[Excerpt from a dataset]
--

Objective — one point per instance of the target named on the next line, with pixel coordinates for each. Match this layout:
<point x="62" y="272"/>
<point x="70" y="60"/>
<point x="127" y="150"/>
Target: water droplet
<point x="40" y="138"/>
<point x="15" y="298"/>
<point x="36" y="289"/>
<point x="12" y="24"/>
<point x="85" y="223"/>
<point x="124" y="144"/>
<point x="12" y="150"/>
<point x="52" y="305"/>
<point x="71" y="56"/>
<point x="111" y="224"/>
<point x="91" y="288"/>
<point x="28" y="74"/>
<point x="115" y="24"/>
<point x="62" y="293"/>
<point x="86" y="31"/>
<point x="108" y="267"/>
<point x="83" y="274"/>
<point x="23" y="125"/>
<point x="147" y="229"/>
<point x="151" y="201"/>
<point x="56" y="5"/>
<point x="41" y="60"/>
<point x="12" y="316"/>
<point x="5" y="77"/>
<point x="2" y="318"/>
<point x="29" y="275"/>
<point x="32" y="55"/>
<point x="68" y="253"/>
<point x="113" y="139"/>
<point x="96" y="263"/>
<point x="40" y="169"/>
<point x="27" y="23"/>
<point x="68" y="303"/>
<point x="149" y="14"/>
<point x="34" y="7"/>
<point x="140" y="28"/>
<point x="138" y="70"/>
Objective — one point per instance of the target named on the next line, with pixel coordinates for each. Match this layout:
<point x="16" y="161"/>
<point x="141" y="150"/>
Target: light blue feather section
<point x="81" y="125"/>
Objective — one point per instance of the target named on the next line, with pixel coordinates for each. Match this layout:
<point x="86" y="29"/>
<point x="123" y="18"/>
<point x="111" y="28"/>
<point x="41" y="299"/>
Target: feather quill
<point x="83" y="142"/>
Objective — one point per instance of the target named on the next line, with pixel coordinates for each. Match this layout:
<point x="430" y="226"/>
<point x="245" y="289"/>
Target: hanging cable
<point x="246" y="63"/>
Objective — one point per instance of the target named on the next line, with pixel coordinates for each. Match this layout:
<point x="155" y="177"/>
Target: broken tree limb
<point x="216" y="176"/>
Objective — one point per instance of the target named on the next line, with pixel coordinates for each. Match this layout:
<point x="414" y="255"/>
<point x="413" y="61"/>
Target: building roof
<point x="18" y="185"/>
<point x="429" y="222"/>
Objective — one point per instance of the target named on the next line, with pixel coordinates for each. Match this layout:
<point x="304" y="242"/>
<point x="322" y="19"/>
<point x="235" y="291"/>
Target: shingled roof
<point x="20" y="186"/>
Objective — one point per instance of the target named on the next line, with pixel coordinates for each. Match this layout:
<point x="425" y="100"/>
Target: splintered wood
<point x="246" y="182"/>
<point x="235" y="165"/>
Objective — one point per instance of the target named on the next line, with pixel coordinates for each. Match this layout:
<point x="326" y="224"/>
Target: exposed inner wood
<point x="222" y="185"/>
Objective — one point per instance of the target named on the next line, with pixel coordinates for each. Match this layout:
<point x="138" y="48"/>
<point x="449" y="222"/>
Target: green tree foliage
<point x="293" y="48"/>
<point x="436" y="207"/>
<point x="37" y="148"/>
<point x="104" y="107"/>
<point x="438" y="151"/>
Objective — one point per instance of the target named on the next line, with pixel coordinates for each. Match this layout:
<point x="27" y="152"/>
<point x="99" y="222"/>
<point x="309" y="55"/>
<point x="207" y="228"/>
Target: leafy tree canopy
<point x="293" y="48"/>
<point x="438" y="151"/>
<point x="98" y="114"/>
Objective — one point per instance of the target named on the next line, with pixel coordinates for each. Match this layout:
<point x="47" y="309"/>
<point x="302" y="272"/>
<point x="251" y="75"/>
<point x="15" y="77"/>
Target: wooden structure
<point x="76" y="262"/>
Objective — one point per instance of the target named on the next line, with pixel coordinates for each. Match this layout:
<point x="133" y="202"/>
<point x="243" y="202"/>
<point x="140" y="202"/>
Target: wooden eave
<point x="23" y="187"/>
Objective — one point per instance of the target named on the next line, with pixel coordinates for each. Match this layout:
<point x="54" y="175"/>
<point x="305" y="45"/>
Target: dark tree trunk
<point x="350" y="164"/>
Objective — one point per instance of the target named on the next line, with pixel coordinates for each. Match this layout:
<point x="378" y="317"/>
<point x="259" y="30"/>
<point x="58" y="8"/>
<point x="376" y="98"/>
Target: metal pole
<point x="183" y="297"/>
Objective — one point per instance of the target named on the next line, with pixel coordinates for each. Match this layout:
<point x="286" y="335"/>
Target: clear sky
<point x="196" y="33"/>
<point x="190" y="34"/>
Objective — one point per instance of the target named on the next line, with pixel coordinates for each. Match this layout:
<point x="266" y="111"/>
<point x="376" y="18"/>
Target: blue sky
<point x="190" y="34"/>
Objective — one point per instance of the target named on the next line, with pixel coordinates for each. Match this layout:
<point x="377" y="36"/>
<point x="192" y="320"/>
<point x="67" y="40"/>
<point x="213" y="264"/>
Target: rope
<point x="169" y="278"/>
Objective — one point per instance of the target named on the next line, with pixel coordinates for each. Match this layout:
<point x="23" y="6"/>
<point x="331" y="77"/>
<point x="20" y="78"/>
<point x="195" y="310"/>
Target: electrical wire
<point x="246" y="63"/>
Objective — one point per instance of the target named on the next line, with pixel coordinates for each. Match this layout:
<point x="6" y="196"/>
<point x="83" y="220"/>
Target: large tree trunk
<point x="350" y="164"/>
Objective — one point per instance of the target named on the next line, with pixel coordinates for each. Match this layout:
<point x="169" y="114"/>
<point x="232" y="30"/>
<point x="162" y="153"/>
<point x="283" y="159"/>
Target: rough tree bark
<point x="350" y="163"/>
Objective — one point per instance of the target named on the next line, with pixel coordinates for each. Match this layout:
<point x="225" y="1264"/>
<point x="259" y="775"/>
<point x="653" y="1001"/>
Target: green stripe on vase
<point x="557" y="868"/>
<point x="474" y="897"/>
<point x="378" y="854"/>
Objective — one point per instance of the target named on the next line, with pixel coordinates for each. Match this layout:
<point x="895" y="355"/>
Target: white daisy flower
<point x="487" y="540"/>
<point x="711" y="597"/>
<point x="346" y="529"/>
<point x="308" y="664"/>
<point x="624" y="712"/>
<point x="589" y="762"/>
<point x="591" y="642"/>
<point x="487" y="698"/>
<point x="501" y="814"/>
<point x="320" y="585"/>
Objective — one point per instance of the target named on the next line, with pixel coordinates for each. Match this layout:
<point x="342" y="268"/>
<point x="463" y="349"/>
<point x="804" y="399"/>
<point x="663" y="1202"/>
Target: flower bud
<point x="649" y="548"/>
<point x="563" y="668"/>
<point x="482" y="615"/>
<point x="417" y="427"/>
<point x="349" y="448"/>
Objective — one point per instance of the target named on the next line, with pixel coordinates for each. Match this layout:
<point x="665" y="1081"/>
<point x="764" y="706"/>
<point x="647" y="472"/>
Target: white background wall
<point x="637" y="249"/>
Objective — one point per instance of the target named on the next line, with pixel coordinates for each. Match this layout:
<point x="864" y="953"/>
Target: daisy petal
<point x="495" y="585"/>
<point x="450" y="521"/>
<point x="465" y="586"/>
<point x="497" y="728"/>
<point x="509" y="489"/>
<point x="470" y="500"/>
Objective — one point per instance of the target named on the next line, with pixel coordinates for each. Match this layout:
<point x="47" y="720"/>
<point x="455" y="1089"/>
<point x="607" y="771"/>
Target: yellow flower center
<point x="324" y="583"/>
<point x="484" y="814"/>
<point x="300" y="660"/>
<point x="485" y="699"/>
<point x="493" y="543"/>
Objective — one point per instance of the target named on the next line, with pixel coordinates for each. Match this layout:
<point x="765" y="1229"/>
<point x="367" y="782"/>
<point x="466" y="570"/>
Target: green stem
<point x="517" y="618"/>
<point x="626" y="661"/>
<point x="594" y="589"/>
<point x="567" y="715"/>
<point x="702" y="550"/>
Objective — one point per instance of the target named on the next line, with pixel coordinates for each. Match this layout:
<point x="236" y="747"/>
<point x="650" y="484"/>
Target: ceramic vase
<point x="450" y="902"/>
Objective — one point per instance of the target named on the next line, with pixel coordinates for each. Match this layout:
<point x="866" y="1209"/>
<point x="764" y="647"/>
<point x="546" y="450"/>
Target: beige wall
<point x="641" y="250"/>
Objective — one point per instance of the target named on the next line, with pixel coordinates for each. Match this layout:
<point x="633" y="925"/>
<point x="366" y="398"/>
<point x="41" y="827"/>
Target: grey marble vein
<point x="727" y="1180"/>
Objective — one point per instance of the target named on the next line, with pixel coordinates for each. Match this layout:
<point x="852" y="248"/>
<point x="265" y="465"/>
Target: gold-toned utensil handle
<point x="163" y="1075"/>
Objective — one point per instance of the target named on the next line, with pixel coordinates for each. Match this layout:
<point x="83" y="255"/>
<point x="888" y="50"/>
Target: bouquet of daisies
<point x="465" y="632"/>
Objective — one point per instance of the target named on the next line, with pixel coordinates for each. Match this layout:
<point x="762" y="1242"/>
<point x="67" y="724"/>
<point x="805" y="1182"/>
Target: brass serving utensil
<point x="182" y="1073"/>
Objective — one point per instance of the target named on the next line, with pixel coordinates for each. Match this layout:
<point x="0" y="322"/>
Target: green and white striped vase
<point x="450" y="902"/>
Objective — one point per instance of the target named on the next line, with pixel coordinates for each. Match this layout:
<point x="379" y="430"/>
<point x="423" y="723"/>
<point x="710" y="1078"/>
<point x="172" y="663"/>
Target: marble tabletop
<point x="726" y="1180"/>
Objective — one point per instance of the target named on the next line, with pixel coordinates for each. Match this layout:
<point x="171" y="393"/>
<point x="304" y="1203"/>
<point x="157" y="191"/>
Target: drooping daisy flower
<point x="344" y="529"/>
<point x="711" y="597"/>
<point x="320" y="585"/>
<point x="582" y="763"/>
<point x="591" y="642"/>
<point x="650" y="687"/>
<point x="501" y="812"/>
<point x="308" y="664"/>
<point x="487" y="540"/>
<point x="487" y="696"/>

--

**INSTRUCTIONS FOR THE TASK**. Return each line of the rows above that contains the word "wooden".

**OUTPUT**.
Target: wooden structure
Target: wooden eave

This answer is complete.